• TEXT EXCERPT

# wine stopper assembly question



## mdwilliams999 (Jun 26, 2011)

I just started to make wine stoppers and did't feel that the threaded connection between the acrylic top and the SS stopper was a good strong fit, so I decided to add a little CA inside the acrylic hole (which I used a tapping tool on and was on a threaded chuck).

After I screwed the two together and a few minutes went by, I started to get some CA leaking out onto the acrylic and SS stopper making a mess and ruining the stopper.  I'm guessing that there was just enough air pressure in there, combined with maybe to much CA, and possibly not enough space left.

Does anyone have any suggestions to avoid this in the future?  I'm concerned that just screwing it together may not be strong enough and may come loose and/or strip away the threads.  Not a good thing if you are trying to sell them and this happens to a customer.

Mike


----------



## ohiococonut (Jun 26, 2011)

If you're using a 5/16" drill bit to drill the hole you shouldn't have a problem. The bit that came with my kit was the wrong size.


----------



## beck3906 (Jun 26, 2011)

I use a small amount of epxoy to keep mine together.  I have more problems with folks unscrewing them thinking they are a pen and looking for the ink fill.


----------



## monophoto (Jun 26, 2011)

Your analysis of the problem is probably correct.  But I would add one other factor - - -

I think you used too much glue.  You don't need to glue the components together - instead, all you want to do is lock the threads.  Put a drop (ONLY) of thick CA or epoxy on the threads inside the turned top so that screwing the stud into the hole spreads the glue on the threads.  Don't try to fill the hole with glue.  Polyurethane glue will work, but its tendency  to foam and expand increases the risk of getting excess glue coming out of the joint.

Second, a trick that helps manage this problem is to undercut the top of the stopper a bit.  I use a 3/4" forstner bit to cut a recess about 1/16" deep in the bottom of the blank before drilling the 5/16" hole that then is threaded at 3/8" x 16tpi.  Later, when the finished stopper is assembled, the metal base fits into that recess.  That means that the turning extends slightly and covers the joint between the turning and the metal base.  If any glue squeezes out, it will be hidden in the recess.

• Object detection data
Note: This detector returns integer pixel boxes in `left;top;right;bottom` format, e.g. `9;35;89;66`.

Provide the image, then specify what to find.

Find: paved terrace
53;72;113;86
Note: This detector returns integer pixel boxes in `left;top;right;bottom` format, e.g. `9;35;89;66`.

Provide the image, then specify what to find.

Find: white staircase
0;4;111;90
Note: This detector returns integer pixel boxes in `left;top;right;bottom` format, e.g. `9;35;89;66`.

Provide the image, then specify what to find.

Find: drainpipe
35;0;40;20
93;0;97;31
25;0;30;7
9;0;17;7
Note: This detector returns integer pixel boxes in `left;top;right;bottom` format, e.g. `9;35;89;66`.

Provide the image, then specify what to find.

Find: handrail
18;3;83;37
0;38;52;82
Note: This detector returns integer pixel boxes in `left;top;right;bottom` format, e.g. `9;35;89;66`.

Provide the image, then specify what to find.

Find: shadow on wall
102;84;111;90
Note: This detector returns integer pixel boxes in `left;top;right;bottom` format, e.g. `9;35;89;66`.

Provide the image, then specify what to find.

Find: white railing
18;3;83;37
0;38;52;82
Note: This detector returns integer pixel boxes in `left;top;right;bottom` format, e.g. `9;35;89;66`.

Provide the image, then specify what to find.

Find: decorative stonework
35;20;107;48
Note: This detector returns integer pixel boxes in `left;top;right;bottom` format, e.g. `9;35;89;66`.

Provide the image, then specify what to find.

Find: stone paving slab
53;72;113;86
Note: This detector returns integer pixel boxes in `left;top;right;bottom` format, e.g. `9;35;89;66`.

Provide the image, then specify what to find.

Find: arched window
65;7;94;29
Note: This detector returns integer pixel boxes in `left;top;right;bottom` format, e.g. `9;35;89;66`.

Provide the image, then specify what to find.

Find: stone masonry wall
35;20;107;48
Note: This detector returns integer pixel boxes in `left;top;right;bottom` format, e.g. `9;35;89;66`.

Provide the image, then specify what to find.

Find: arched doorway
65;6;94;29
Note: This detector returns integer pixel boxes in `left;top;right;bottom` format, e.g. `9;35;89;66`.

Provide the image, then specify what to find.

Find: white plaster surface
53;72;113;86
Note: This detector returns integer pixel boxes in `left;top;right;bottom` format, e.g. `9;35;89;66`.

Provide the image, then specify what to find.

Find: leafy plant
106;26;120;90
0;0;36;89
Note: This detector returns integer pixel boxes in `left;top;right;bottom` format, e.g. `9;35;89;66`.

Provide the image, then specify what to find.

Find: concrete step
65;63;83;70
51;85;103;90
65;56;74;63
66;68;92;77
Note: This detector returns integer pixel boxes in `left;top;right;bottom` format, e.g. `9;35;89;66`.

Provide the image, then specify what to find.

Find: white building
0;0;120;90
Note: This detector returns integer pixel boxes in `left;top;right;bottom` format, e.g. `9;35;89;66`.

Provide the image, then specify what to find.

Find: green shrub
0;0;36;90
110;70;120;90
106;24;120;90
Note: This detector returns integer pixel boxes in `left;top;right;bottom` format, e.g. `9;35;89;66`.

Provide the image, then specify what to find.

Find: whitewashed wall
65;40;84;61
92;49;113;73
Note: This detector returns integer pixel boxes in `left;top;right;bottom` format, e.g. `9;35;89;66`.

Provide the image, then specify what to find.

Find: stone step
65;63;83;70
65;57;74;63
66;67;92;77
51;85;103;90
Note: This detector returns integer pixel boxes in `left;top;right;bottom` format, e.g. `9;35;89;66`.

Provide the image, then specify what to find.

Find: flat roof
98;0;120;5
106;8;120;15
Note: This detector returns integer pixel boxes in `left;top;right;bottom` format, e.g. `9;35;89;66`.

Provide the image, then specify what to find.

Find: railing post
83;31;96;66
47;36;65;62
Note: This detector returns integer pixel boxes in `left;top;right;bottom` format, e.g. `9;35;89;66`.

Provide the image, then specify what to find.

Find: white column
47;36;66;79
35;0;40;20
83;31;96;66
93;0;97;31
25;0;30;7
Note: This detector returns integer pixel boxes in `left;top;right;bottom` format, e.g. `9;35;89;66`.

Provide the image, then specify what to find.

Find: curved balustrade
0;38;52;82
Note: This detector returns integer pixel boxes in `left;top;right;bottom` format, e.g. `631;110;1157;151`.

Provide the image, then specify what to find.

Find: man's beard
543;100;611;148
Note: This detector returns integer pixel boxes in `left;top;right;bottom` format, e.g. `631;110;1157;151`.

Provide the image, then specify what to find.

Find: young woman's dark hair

• DIRECTION
Pick up the forum thread on gluing wine stopper tops to their metal bases after its last post, and write what comes next. The entries above have no connection to the forum thread on wine stopper assembly.

• EXERCISE OUTPUT
----------



## nava1uni (Jun 26, 2011)

monophoto said:


> Your analysis of the problem is probably correct.  But I would add one other factor - - -
> 
> I think you used too much glue.  You don't need to glue the components together - instead, all you want to do is lock the threads.  Put a drop (ONLY) of thick CA or epoxy on the threads inside the turned top so that screwing the stud into the hole spreads the glue on the threads.  Don't try to fill the hole with glue.  Polyurethane glue will work, but its tendency  to foam and expand increases the risk of getting excess glue coming out of the joint.
> 
> Second, a trick that helps manage this problem is to undercut the top of the stopper a bit.  I use a 3/4" forstner bit to cut a recess about 1/16" deep in the bottom of the blank before drilling the 5/16" hole that then is threaded at 3/8" x 16tpi.  Later, when the finished stopper is assembled, the metal base fits into that recess.  That means that the turning extends slightly and covers the joint between the turning and the metal base.  If any glue squeezes out, it will be hidden in the recess.



I do this but I also only put a little CA or epoxy only on the end of the stopper and then screw the two pieces together.  The glue is spread along the threads with only a tiny, if any excess, and it is hidden.  If you use epoxy and there is any squeeze out you can clean it up with a cloth wet with 70% alcohol and it will be just fine.


----------



## ssajn (Jun 26, 2011)

Try using Loctite. If you use too much you can wipe off the excess.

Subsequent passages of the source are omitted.